> **Exercise requirements**:
#1 Rewrite the paragraph of the book review that begins "The final chapter, on what abolition" as a short bulleted list, keeping its main facts.
#2 Please answer these questions from the book review, one line each:
(a) What star rating does the review give the book?
(b) Which other book by Angela Davis does the review compare this one to?
(c) Who said the quote the book ends on?
#3 Repeat the part of the book review starting with "Why were people" and going on through "did not exist?".

--- Page extract ---

Rating: 4/5 stars
While others squabble about racial sensitivity training for cops and corrections officers, or body cams, or what the appropriate amount of educational/vocational programs for felons is, in Are Prisons Obsolete? Angela Davis zooms out and questions the role prisons play in society entirely.
Why were people so quick to assume that locking away an increasingly large proportion of the U.S. population would help those who live in the free world feel safer and more secure? This question can be formulated in more general terms. Why do prisons tend to make people think that their own rights and liberties are more secure than they would be if prisons did not exist?
(...) First of all, we think
of the current system, with its exaggerated dependence on imprisonment,
as an unconditional standard and thus have great difficulty envisioning
any other way of dealing with the more than two million people who are
currently being held in the country’s jails, prisons, youth facilities,
and immigration detention centers.
She points out the strange assumption at the heart of most criminal justice reform movements - that some form of locking people away must always exist. As in Race, Women & Class, Davis does a fantastic job at cutting to the heart of the issue, and showing the intersectionality of race, sex, and capital versus the working class.
Slavery, lynching, and
segregation are certainly compelling examples of social institutions
that, like the prison, were once considered to be as everlasting as the
sun.
She then traces the origins of the current American prison industrial complex, from the "Enlightenment" philosophy that drove the current structure of the institution through the role of the prison in perpetuating oppression of Black Americans.
It was after these first few phenomenal chapters that I found the book wavered a little for me. While the chapters on reform and on gender weren't uninteresting or bad, I felt like it could have been a little more data driven. However, she did a good job at humanizing the men and women who have been disproportionately abused by the system - and perhaps if it had been exhaustively founded in numbers and statistics my critique would have been that she left out the human element. She also makes an excellent point that to use statistics - which come primarily from the very prison industrial complex itself - one must in some ways adopt the same injustices, such as lumping together in one number those who have been imprisoned for possession of minor amount of drugs with those who have raped and murdered and ignored those who have committed state-sanctioned crimes.
The chapter on the prison industrial complex is excellent. Angela Davis carefully demonstrates how closely tied the prison system is with the rest of the economy, and convincingly makes the case that those that wish to reform or abolish the prison system must expand the scope of their activism to target corporations and the capital class more broadly.
Extensive corporate investment in prisons has significantly raised the stakes for antiprison work. It means that serious antiprison activists must be willing to look much further in their analyses and organizing strategies than the actual institution of the prison.
The final chapter, on what abolition of prisons would look like, is also fantastic. The solutions she proposes include expansion of mental health services and addiction services free of charge, decriminalization of sex work and drug use, and changes to how punishment and force are used in educational systems. Many of these same solutions tie in with the current (Summer 2020) calls to abolish the police. Interestingly, she doesn't discuss abolition of the police or reform of the court system - but I suppose she left those similarly weighty topics for another book.
She ends on the following quote, by Peter Biehl, the father of a murdered woman.
“We tried to explain that sometimes it pays to shut up and listen to what other people have to say, to ask: ‘Why do these terrible things happen? ’ instead of simply reacting.”
What would it mean to have a plan to make things better, rather than just reacting to things that go wrong? That same question could be applied to medicine, to economics, to psychology, to politics, to software engineering at most companies. It makes me wonder what exactly it is about humans or society that makes us so ill-equipped to tackle this question.

--- Study material ---

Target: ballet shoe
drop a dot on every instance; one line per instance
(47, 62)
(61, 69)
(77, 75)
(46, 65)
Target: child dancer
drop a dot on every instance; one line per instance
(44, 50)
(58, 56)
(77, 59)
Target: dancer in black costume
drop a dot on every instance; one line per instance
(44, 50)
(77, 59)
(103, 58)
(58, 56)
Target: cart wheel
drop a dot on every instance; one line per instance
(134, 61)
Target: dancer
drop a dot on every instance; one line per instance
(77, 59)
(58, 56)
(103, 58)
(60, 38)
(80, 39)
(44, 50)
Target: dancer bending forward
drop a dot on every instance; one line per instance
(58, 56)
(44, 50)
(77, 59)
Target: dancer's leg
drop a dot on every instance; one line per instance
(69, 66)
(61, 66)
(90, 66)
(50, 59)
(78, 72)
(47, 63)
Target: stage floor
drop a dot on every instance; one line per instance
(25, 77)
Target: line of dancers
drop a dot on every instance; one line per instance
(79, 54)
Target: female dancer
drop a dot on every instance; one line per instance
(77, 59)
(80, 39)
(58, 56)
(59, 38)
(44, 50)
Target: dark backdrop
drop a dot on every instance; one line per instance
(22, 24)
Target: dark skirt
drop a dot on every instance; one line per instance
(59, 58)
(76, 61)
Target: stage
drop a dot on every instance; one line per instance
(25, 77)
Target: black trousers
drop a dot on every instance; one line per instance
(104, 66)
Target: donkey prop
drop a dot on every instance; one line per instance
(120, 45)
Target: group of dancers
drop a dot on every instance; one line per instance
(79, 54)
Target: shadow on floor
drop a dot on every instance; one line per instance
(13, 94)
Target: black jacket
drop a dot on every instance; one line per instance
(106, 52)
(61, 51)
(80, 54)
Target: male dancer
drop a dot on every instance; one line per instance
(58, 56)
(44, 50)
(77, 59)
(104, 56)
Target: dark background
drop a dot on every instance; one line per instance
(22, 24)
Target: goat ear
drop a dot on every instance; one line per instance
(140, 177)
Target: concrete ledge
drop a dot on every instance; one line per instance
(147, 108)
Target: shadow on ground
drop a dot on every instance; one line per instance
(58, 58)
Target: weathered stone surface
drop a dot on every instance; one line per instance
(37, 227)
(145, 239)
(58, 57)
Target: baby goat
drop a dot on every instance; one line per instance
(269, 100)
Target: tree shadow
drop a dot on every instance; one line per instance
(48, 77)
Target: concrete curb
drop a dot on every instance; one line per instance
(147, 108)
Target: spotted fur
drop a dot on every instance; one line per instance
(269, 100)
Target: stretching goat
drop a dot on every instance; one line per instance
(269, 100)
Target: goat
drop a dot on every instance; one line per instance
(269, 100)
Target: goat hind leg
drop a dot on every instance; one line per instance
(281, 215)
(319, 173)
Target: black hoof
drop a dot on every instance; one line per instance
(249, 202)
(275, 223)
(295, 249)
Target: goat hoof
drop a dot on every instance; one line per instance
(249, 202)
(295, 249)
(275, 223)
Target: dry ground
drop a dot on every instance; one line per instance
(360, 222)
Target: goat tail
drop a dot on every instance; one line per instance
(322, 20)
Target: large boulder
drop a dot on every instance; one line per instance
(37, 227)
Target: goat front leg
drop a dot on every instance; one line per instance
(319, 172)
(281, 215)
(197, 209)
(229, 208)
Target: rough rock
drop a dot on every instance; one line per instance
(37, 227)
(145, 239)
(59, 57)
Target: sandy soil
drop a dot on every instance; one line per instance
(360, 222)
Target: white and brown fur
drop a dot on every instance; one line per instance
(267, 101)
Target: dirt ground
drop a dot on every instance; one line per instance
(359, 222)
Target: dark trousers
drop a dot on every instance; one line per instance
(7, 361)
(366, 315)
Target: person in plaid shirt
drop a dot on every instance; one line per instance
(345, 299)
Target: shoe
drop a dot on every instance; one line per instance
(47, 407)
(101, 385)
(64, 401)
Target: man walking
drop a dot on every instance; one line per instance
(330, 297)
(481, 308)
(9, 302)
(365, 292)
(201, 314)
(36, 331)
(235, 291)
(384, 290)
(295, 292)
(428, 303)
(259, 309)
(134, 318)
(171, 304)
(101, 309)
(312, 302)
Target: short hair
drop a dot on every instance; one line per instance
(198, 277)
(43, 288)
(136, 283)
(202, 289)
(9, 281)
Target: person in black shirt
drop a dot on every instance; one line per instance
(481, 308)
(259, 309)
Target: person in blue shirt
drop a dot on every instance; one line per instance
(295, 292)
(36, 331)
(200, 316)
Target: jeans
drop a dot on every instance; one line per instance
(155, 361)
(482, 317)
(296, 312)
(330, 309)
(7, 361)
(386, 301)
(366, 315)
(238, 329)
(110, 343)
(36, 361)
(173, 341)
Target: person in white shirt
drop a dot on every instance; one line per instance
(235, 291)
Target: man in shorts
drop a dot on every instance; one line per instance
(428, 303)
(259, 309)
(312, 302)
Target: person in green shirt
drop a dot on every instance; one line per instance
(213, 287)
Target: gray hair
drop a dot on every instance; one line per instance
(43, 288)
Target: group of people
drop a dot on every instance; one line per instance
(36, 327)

---

> **Solutions to the tasks**:
#1
- The final chapter, on what prison abolition would look like, is fantastic.
- Davis's proposed solutions include:
  - free mental health and addiction services
  - decriminalization of sex work and drug use
  - changes to how punishment and force are used in educational systems
- Many of these solutions tie in with the Summer 2020 calls to abolish the police.
- She doesn't discuss police abolition or court reform, perhaps leaving those topics for another book.

#2
(a) 4/5 stars.
(b) Race, Women & Class.
(c) Peter Biehl, the father of a murdered woman.

#3
Why were people so quick to assume that locking away an increasingly large proportion of the U.S. population would help those who live in the free world feel safer and more secure? This question can be formulated in more general terms. Why do prisons tend to make people think that their own rights and liberties are more secure than they would be if prisons did not exist?